PROVIDED ENTRIES start

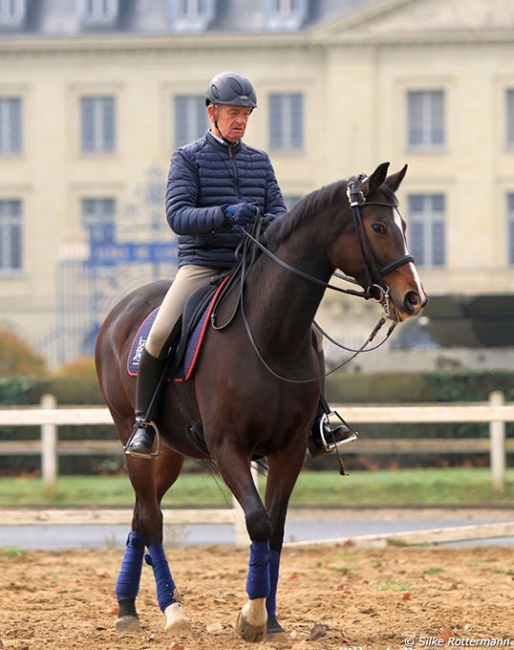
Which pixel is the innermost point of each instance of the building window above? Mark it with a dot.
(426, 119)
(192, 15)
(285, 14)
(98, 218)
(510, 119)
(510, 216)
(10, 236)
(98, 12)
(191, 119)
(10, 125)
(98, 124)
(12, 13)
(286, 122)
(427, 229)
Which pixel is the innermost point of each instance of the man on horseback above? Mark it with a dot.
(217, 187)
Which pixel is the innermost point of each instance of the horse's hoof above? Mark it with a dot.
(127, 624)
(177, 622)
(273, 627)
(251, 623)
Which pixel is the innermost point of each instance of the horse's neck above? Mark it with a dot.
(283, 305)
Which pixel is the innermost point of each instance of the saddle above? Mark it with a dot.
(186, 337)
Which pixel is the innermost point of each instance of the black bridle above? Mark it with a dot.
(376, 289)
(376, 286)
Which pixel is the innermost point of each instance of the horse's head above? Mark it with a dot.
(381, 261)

PROVIDED ENTRIES end
PROVIDED ENTRIES start

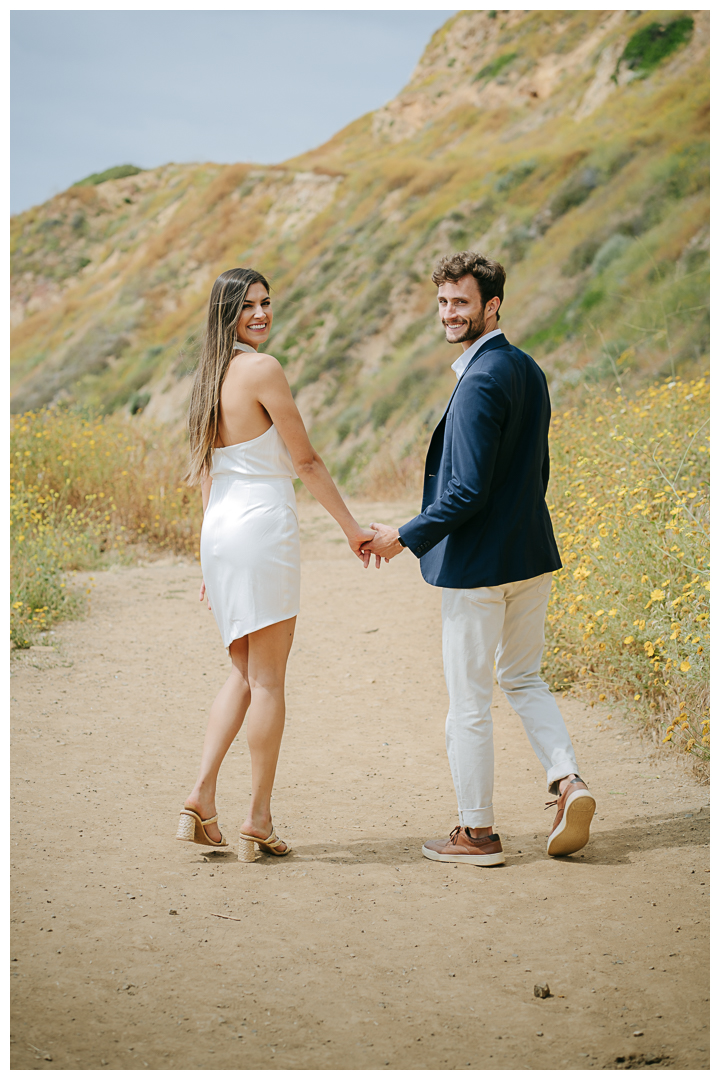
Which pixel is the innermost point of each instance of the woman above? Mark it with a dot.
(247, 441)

PROVIDED ENTRIES end

Show each line in the items above that contains the word "innermost", matching case exactly.

Which pixel is the innermost point of each instance of the building window above? Mark it with a dot.
Which pixel is the innermost point of each instance of the man on horseback above? Mark it with a dot.
Which pixel is the innermost point of each instance of the horse's hoof above? Mark it with a dot.
Which pixel is the innermost point of each instance of the horse's neck above? Mark it with a dot.
Which pixel is the innermost point of each instance of the saddle above? Mark it with a dot.
Which pixel is the innermost point of each instance of the black bridle above? Mark it with a dot.
Which pixel is the innermost point of each instance of the horse's head above? Mark it with a dot.
Which pixel is the innermost point of each instance of the woman above? Mark it with a dot.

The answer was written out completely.